Gather every line below where "scouting" appears.
GIVEN ENTRIES: Begin
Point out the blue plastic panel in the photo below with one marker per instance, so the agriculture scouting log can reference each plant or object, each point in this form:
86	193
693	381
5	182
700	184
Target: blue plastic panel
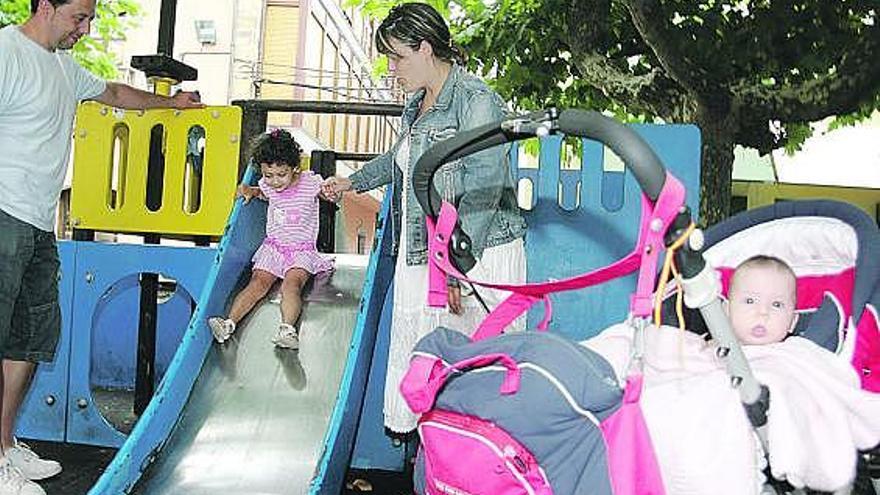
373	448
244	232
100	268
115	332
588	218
GIVEN ENTRIES: End
GIVEN ENTRIES: Begin
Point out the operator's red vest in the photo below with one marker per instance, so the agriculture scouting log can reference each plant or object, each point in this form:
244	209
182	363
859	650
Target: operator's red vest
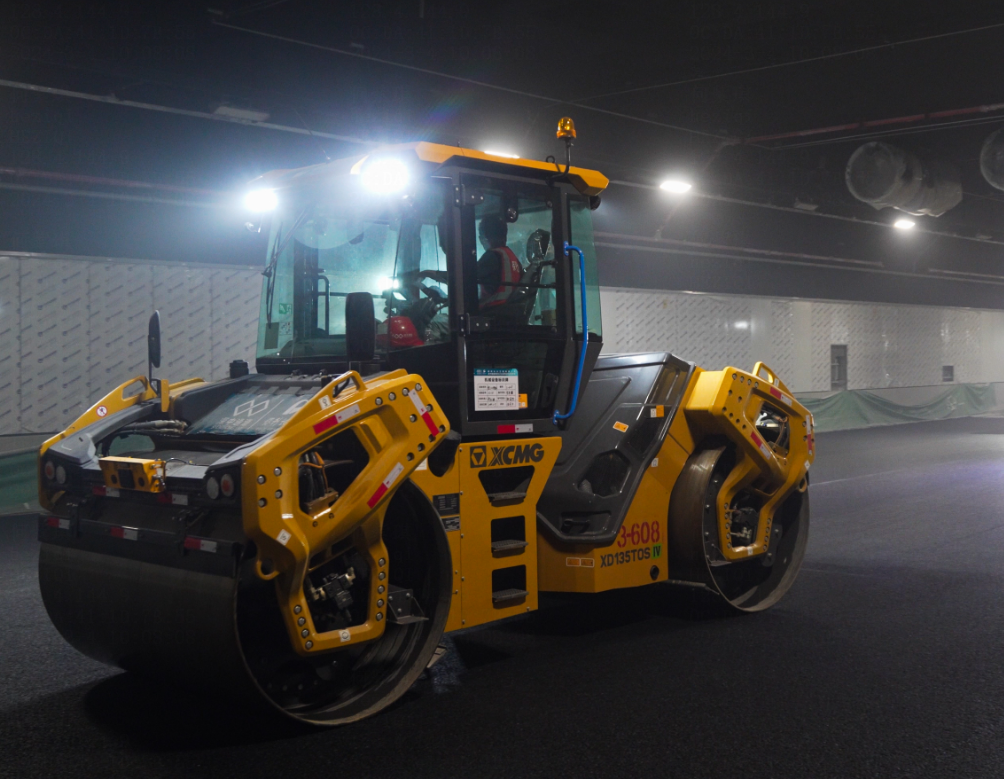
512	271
GIVEN ENTRIES: End
TASK SOLUTION
Point out the blue plastic panel in the photo below with one marker per instance, so the agriculture scouting log can reference each plant or object, each point in this form:
Point out the operator's red vest in the photo below with one marker per instance, so the agriculture scouting log can reference each plant or object, each point in this form:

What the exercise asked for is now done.